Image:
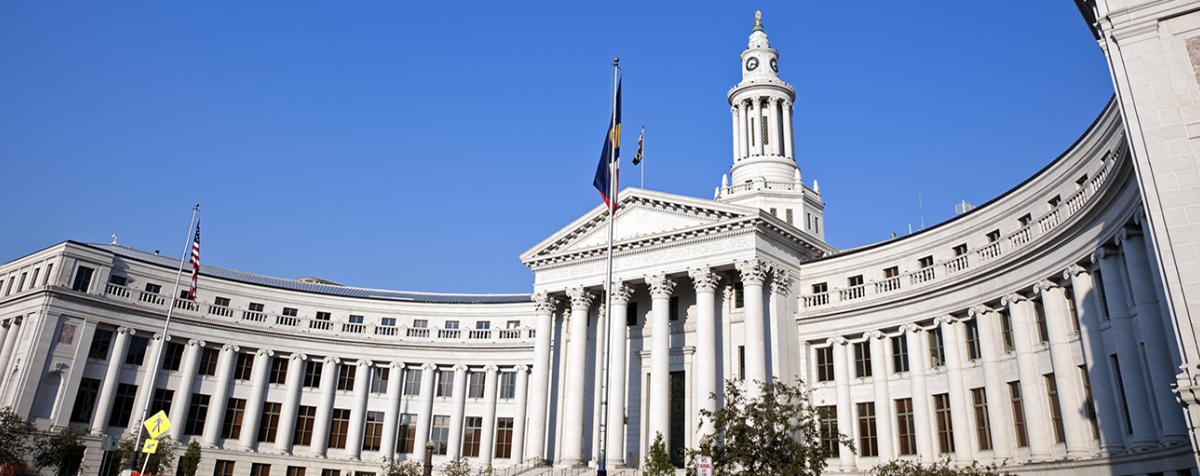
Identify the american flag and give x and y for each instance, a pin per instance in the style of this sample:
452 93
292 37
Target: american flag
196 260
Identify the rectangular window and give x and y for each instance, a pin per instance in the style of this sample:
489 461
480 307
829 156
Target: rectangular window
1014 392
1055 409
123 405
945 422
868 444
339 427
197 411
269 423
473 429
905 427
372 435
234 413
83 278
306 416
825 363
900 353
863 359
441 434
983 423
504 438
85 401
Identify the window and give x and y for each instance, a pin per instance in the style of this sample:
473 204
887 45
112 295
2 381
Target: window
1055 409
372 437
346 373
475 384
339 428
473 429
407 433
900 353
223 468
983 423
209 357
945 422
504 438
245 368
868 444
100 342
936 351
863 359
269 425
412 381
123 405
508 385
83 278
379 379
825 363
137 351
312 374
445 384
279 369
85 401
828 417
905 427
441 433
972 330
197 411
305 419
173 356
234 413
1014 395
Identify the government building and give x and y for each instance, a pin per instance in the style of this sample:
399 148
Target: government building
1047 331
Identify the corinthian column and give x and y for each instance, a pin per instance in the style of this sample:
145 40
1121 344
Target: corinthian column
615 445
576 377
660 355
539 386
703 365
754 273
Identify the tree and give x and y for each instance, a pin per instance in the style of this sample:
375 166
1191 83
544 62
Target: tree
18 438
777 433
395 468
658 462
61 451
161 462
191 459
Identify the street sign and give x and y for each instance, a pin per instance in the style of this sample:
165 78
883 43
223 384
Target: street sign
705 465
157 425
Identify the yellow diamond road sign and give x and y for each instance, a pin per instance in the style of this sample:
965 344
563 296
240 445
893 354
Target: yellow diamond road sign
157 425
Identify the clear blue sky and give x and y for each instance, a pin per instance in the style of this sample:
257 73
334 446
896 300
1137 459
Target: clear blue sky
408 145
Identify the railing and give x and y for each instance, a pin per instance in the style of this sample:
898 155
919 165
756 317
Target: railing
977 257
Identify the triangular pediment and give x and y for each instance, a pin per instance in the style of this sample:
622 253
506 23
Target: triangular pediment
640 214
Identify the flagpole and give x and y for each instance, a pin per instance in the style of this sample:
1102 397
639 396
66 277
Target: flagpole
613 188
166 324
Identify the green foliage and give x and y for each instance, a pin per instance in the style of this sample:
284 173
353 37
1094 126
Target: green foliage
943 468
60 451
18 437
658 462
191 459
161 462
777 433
━━━━━━━━━━━━━━━━
What needs to be done –
Copy every record above exactly, leaving out the pictures.

Solution to this exercise –
Image:
Identify the american flag and give x and y for each instance, a pin per instance in the style of this sample:
452 93
292 37
Target: american flag
196 260
Identify the rectangular window and give x and y for each instance, a pin per instance in the style of this sample:
489 461
480 307
829 156
Target: rectangular window
1014 392
1055 409
123 405
945 422
868 444
339 427
197 411
269 423
473 429
905 427
372 435
234 413
83 278
306 416
825 363
900 353
863 359
441 434
983 423
504 438
85 401
Identify the window and give x and y for each instance, a pin per instance in the style of this sample:
473 204
887 45
112 295
2 381
Target: window
1055 409
372 437
346 373
475 384
339 428
473 429
407 433
900 353
223 468
983 423
209 357
945 422
504 438
245 368
868 444
100 342
936 351
863 359
269 425
412 381
123 405
508 385
83 278
379 379
825 363
137 351
312 374
445 384
279 369
85 401
828 417
905 427
441 433
972 330
197 411
305 419
173 356
234 413
1014 395
Identify the government building and give x and y for each instance, a pin per instance in the style of this sample:
399 148
Target: government building
1047 331
Identify the corinthian column and give x and y for each instance, a pin per instance in the style of this sample:
145 40
1121 344
Target: corinthian column
615 445
576 377
660 355
539 386
703 365
754 273
Identify the tree and give x and y for each instance, a pin per instance in the style of this sample:
375 166
1191 83
544 62
Target: tree
18 438
777 433
395 468
658 462
61 451
161 462
191 459
Identify the street sign and give x and y for each instance, a pin per instance in the style of this sample:
165 78
883 43
223 384
Target: street sign
705 465
157 425
Identify the yellow diamond road sign and give x and y for each instance, a pin per instance in the style of this sample:
965 344
563 296
240 445
893 354
Target: yellow diamond road sign
157 425
Identify the clear blue sky and give x and y for each instance, a pin per instance in the style of this sample:
257 73
334 446
896 300
1137 459
Target: clear blue sky
408 145
Identify the railing and give x and y for each instance, a pin per instance in the style of this sample:
898 155
919 165
756 317
Target: railing
977 257
Identify the triangular pediment and give x and y for each instance, a pin per instance in the style of this sample:
622 253
506 23
Target: triangular pediment
640 214
Identify the flagpole and give x and y for each instance, a pin per instance in the style of this sample:
1102 397
639 396
66 277
Target: flagpole
613 188
166 324
Identify the green foliage and give x and y for each instance, a pin per instance in the style of this sample:
284 173
353 37
1094 126
Target: green foliage
943 468
60 451
18 437
658 462
191 459
161 462
777 433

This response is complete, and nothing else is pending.